▶ _Text passage_
= Fire-control radar =

Narrowly focused radar beam whose reflected signal is used to obtain a missile lock-on

United States Navy Fire Controlman (FC), USN rating badge

A fire-control radar (FCR) is a radar that is designed specifically to provide information (mainly target azimuth, elevation, range and range rate) to a fire-control system in order to direct weapons such that they hit a target. They are sometimes known as narrow beam radars, targeting radars, tracking radars, or in the UK, gun-laying radars. If the radar is used to guide a missile, it is often known as a target illuminator or illuminator radar.

A typical fire-control radar emits a narrow, intense beam of radio waves to ensure accurate tracking information and to minimize the chance of losing track of the target. This makes them less suitable for initial detection of the target, and FCRs are often partnered with a medium-range search radar to fill this role. In British terminology, these medium-range systems were known as tactical control radars.

Most modern radars have a track-while-scan capability, enabling them to function simultaneously as both fire-control radar and search radar. This works either by having the radar switch between sweeping the search sector and sending directed pulses at the target to be tracked, or by using a phased-array antenna to generate multiple simultaneous radar beams that both search and track.

==Operational phases==
Fire-control radars operate in three different phases:

- Designation or vectoring phase
  The fire-control radar must be directed to the general location of the target due to the radar's narrow beam width. This phase is also called "lighting up". It ends when lock-on is acquired.

▶ _Set exercise 1_
From the fire-control radar text, rewrite the part that begins at the words "A fire-control radar" and stops after "or illuminator radar.", changing "gun-laying radars" to "gun-direction radars".
▶ _Set exercise 2_
Put this sentence from the fire-control radar text into Spanish: "In British terminology, these medium-range systems were known as tactical control radars."

▶ _Extracted records_
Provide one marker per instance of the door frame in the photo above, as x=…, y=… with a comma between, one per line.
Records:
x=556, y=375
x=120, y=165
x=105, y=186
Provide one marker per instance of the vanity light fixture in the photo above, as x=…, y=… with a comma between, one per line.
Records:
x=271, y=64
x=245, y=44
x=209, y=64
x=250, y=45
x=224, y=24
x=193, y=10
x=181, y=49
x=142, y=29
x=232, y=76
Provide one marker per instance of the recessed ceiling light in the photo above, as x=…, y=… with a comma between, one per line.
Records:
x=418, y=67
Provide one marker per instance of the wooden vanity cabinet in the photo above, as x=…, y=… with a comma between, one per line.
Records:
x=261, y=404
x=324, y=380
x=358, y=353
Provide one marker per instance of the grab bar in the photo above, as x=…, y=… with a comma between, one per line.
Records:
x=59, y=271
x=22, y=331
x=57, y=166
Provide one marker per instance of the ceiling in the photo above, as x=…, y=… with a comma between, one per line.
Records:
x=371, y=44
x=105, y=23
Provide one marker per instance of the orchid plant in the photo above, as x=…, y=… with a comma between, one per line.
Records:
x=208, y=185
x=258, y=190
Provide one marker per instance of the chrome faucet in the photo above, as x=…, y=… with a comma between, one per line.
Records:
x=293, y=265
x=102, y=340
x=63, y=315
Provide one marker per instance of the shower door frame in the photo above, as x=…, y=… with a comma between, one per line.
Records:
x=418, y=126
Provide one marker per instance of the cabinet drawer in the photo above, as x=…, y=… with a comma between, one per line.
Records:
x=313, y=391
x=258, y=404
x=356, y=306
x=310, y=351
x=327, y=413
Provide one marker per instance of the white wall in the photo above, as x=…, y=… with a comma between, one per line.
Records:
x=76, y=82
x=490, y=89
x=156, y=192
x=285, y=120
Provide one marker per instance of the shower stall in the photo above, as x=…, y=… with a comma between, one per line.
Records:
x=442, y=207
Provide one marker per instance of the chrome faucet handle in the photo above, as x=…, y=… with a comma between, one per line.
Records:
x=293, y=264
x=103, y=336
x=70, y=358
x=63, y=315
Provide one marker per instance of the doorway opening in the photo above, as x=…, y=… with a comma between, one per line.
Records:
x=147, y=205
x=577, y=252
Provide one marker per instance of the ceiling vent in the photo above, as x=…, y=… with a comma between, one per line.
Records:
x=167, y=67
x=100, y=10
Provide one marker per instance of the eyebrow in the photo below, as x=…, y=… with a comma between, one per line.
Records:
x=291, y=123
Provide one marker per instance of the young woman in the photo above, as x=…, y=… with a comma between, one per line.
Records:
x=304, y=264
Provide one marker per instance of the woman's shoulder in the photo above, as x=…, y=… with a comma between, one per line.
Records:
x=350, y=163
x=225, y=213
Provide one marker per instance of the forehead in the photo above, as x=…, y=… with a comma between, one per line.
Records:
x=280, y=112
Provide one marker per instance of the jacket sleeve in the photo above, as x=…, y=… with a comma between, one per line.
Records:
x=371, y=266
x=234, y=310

▶ _Task answer 1_
A fire-control radar (FCR) is a radar that is designed specifically to provide information (mainly target azimuth, elevation, range and range rate) to a fire-control system in order to direct weapons such that they hit a target. They are sometimes known as narrow beam radars, targeting radars, tracking radars, or in the UK, gun-direction radars. If the radar is used to guide a missile, it is often known as a target illuminator or illuminator radar.

▶ _Task answer 2_
En la terminología británica, estos sistemas de alcance medio se conocían como radares de control táctico.